Start of ENTRIES SHOWN

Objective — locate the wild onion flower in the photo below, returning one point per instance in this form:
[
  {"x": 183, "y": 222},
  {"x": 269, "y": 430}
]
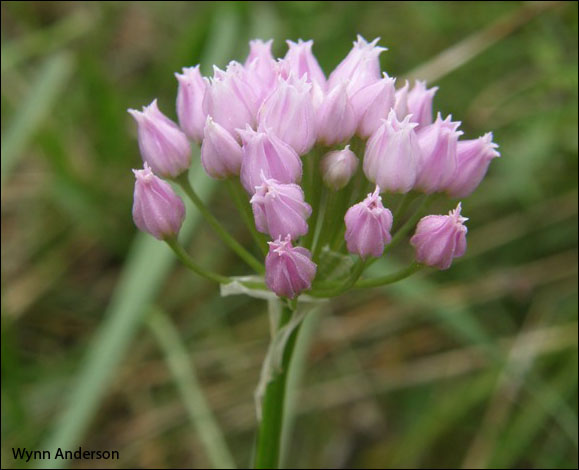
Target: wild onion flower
[{"x": 286, "y": 140}]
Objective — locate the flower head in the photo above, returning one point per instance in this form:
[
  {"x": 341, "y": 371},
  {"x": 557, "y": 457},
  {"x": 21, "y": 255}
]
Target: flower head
[
  {"x": 360, "y": 68},
  {"x": 231, "y": 99},
  {"x": 372, "y": 104},
  {"x": 264, "y": 152},
  {"x": 368, "y": 226},
  {"x": 157, "y": 210},
  {"x": 473, "y": 160},
  {"x": 164, "y": 147},
  {"x": 221, "y": 154},
  {"x": 440, "y": 238},
  {"x": 289, "y": 113},
  {"x": 336, "y": 117},
  {"x": 190, "y": 97},
  {"x": 338, "y": 167},
  {"x": 289, "y": 270},
  {"x": 279, "y": 209},
  {"x": 419, "y": 101},
  {"x": 438, "y": 142},
  {"x": 393, "y": 155},
  {"x": 301, "y": 62}
]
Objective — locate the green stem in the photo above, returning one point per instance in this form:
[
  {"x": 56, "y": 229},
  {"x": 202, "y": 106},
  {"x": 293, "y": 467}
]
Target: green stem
[
  {"x": 269, "y": 435},
  {"x": 183, "y": 181},
  {"x": 321, "y": 223},
  {"x": 239, "y": 197},
  {"x": 332, "y": 290},
  {"x": 314, "y": 194},
  {"x": 188, "y": 261},
  {"x": 357, "y": 271}
]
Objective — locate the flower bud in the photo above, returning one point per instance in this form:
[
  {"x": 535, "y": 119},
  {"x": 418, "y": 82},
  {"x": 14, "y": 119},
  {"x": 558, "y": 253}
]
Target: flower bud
[
  {"x": 261, "y": 67},
  {"x": 474, "y": 157},
  {"x": 162, "y": 144},
  {"x": 438, "y": 143},
  {"x": 289, "y": 270},
  {"x": 264, "y": 152},
  {"x": 280, "y": 209},
  {"x": 372, "y": 104},
  {"x": 221, "y": 155},
  {"x": 393, "y": 155},
  {"x": 361, "y": 67},
  {"x": 190, "y": 102},
  {"x": 440, "y": 238},
  {"x": 368, "y": 226},
  {"x": 231, "y": 99},
  {"x": 401, "y": 102},
  {"x": 301, "y": 61},
  {"x": 157, "y": 210},
  {"x": 338, "y": 167},
  {"x": 420, "y": 103},
  {"x": 289, "y": 113},
  {"x": 336, "y": 118}
]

End of ENTRIES SHOWN

◆ EXERCISE BRIEF: A verbatim copy of all the records, minus the pictures, is the expected answer.

◆ OUTPUT:
Objective — locate the wild onion flower in the photo below, returning one point per instance in this form:
[
  {"x": 183, "y": 222},
  {"x": 269, "y": 430}
]
Target: wild onion flower
[{"x": 286, "y": 140}]
Objective — locate the flower head in the photo above, returning one point per instance in this form:
[
  {"x": 341, "y": 371},
  {"x": 557, "y": 457},
  {"x": 21, "y": 255}
]
Target: flower head
[
  {"x": 360, "y": 68},
  {"x": 231, "y": 99},
  {"x": 372, "y": 104},
  {"x": 264, "y": 152},
  {"x": 368, "y": 226},
  {"x": 157, "y": 210},
  {"x": 473, "y": 160},
  {"x": 164, "y": 147},
  {"x": 221, "y": 154},
  {"x": 440, "y": 238},
  {"x": 289, "y": 113},
  {"x": 336, "y": 117},
  {"x": 190, "y": 97},
  {"x": 338, "y": 167},
  {"x": 289, "y": 270},
  {"x": 279, "y": 209},
  {"x": 419, "y": 101},
  {"x": 438, "y": 142},
  {"x": 393, "y": 155},
  {"x": 301, "y": 62}
]
Objective — locate the green stem in the photo above, returning one point per instance in this form:
[
  {"x": 56, "y": 229},
  {"x": 202, "y": 106},
  {"x": 293, "y": 467}
]
Target: green stem
[
  {"x": 269, "y": 435},
  {"x": 183, "y": 181},
  {"x": 321, "y": 223},
  {"x": 239, "y": 197},
  {"x": 332, "y": 290},
  {"x": 314, "y": 194},
  {"x": 188, "y": 261},
  {"x": 357, "y": 271}
]
Objective — locate the flower bud in the photo above, returning one point per instance in this form:
[
  {"x": 535, "y": 119},
  {"x": 418, "y": 82},
  {"x": 14, "y": 119},
  {"x": 558, "y": 253}
]
Target: flower bud
[
  {"x": 261, "y": 67},
  {"x": 474, "y": 157},
  {"x": 162, "y": 144},
  {"x": 438, "y": 143},
  {"x": 289, "y": 270},
  {"x": 264, "y": 152},
  {"x": 280, "y": 209},
  {"x": 372, "y": 104},
  {"x": 221, "y": 155},
  {"x": 393, "y": 155},
  {"x": 361, "y": 67},
  {"x": 190, "y": 102},
  {"x": 440, "y": 238},
  {"x": 368, "y": 226},
  {"x": 231, "y": 99},
  {"x": 401, "y": 102},
  {"x": 301, "y": 61},
  {"x": 157, "y": 210},
  {"x": 338, "y": 167},
  {"x": 420, "y": 103},
  {"x": 289, "y": 113},
  {"x": 336, "y": 118}
]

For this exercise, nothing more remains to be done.